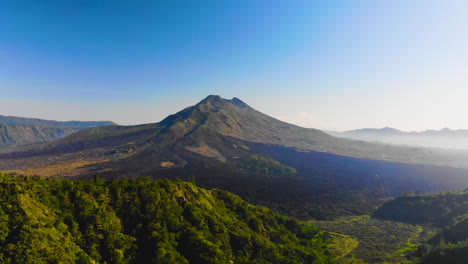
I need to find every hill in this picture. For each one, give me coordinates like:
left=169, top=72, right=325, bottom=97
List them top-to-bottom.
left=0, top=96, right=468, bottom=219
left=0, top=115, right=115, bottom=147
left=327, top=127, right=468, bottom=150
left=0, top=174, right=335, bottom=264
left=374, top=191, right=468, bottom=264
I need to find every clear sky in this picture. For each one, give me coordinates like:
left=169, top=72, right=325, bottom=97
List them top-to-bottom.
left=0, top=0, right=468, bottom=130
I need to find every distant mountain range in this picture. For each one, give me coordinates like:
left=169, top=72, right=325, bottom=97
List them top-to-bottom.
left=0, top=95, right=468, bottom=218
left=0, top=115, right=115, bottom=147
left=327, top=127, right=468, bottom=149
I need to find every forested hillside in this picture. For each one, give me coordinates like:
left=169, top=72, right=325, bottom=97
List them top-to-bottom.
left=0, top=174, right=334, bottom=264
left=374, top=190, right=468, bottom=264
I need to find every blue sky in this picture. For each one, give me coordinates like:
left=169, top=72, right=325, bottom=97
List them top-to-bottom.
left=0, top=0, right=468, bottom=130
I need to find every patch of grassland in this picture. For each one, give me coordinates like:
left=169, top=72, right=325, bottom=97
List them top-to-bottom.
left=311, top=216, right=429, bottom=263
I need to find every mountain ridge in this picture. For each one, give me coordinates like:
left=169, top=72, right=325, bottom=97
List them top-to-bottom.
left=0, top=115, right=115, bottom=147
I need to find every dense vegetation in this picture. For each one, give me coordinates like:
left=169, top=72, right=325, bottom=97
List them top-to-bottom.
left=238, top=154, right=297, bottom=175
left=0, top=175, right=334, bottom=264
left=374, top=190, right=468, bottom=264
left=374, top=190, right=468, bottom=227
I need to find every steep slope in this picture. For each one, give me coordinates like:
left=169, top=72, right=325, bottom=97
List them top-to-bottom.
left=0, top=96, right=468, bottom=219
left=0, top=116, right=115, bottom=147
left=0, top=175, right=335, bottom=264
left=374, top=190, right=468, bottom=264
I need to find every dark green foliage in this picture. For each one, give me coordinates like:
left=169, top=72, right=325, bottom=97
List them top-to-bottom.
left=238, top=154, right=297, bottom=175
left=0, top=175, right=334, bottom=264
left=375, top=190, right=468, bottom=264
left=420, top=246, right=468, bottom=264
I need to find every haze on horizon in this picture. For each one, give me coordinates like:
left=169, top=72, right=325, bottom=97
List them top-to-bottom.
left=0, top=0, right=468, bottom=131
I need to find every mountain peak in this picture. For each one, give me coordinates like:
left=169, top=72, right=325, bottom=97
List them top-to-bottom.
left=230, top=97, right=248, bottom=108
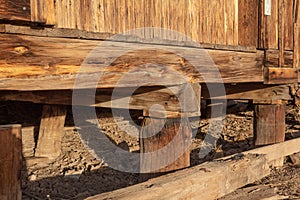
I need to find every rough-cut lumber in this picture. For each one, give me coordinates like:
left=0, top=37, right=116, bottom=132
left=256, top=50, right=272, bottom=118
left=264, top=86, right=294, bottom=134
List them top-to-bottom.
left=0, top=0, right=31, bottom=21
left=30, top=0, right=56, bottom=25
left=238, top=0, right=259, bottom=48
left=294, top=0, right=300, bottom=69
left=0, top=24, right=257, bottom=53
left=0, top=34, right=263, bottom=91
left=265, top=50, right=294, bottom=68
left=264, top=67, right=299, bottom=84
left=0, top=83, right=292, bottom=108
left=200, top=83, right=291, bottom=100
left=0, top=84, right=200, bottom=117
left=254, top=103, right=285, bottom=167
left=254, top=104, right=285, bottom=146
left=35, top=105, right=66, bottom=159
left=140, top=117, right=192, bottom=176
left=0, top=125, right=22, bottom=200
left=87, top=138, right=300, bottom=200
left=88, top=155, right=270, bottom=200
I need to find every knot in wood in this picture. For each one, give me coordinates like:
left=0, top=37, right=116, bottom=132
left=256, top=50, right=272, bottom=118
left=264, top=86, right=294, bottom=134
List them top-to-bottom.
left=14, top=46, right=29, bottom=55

Exercise details: Copy the records above word for word, starting at the beginning of the records and ending with the line that contains "left=374, top=191, right=468, bottom=264", including both of those lines. Leave the pictures out of your copy.

The solution:
I need to find every hill in this picture. For each one, give me coordinates like:
left=169, top=72, right=325, bottom=97
List them top-to-bottom.
left=0, top=96, right=468, bottom=219
left=0, top=115, right=115, bottom=147
left=327, top=127, right=468, bottom=150
left=0, top=174, right=335, bottom=264
left=374, top=191, right=468, bottom=264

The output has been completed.